# [Document section]
Indonesia says identifies two cases of British COVID-19 variant


A man with a tattoo receives a dose of China's Sinovac Biotech vaccine for the coronavirus disease (COVID-19), during a mass vaccination program for vendors and workers at a shopping mall in Tangerang, on the outskirts of Jakarta, Indonesia, March 1, 2021. REUTERS/Ajeng Dinar Ulfiana

JAKARTA (Reuters) - Indonesia has detected two cases of the more infectious COVID-19 variant first discovered in Britain, officials said on Tuesday, marking a potential new complication for the country as it tries to contain one of the worst coronavirus outbreaks in Asia.

Dante Saksono Harbuwono, the deputy health minister, said the discovery of the variant represented a new challenge.

"We'll be facing this pandemic with a higher degree of difficulty," he told a streamed conference.

Indonesia's COVID-19 task force also confirmed cases of the variant, known as B117, had been found but declined further comment.

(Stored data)
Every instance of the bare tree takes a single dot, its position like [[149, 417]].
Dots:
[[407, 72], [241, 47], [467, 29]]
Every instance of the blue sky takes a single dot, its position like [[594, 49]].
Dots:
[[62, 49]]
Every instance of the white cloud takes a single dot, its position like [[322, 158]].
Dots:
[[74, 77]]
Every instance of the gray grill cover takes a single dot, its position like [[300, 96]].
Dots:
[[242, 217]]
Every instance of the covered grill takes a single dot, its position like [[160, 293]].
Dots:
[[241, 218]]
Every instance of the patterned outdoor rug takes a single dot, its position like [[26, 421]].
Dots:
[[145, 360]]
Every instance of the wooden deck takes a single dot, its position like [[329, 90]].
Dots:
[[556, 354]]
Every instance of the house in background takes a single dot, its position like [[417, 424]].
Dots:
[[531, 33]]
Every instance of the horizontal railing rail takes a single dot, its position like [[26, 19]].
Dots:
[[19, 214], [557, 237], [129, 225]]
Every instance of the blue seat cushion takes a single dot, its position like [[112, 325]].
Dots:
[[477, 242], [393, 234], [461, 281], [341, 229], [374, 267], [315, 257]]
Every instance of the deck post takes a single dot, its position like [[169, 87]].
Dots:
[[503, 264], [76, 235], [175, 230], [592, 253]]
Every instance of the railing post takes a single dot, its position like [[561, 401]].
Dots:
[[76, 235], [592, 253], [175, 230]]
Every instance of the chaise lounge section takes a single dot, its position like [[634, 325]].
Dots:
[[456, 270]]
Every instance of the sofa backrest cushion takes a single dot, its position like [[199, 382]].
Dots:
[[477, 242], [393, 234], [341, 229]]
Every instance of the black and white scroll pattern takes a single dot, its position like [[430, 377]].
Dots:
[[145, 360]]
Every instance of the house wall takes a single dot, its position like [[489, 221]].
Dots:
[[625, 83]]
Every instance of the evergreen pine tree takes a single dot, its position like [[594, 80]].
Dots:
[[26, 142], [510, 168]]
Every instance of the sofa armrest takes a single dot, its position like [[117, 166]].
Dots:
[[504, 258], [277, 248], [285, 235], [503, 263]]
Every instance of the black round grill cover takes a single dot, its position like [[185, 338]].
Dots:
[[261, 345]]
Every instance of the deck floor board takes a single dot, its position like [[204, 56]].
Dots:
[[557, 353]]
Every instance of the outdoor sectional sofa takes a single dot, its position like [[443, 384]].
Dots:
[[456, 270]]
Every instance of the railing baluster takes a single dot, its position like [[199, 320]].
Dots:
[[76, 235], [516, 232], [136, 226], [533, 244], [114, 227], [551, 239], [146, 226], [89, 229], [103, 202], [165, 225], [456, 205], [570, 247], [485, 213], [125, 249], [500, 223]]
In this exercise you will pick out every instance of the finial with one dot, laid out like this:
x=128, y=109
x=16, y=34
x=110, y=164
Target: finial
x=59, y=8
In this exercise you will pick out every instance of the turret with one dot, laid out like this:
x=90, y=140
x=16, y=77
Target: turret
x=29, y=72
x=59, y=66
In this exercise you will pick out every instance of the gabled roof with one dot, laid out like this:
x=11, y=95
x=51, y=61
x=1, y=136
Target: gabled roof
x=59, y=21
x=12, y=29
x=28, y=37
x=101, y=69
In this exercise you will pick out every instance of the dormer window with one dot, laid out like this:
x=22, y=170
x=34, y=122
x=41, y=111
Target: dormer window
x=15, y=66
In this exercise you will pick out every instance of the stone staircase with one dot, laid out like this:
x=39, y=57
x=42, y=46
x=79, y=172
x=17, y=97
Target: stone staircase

# [Tasks to complete]
1. In the news report on Indonesia's variant cases, what name is the variant known by?
2. Substitute "vice health minister" for "deputy health minister" in the part of the news report on Indonesia's variant cases that opens with the words containing "Indonesia says identifies" and closes with "a streamed conference.", and write that part out.
3. In the news report on Indonesia's variant cases, why does the deputy health minister say the country will face the pandemic with a higher degree of difficulty?

# [Answers to the tasks]
1. B117

2.
Indonesia says identifies two cases of British COVID-19 variant


A man with a tattoo receives a dose of China's Sinovac Biotech vaccine for the coronavirus disease (COVID-19), during a mass vaccination program for vendors and workers at a shopping mall in Tangerang, on the outskirts of Jakarta, Indonesia, March 1, 2021. REUTERS/Ajeng Dinar Ulfiana

JAKARTA (Reuters) - Indonesia has detected two cases of the more infectious COVID-19 variant first discovered in Britain, officials said on Tuesday, marking a potential new complication for the country as it tries to contain one of the worst coronavirus outbreaks in Asia.

Dante Saksono Harbuwono, the vice health minister, said the discovery of the variant represented a new challenge.

"We'll be facing this pandemic with a higher degree of difficulty," he told a streamed conference.

3. Indonesia has detected two cases of the more infectious COVID-19 variant first found in Britain. He called the discovery of that variant a new challenge.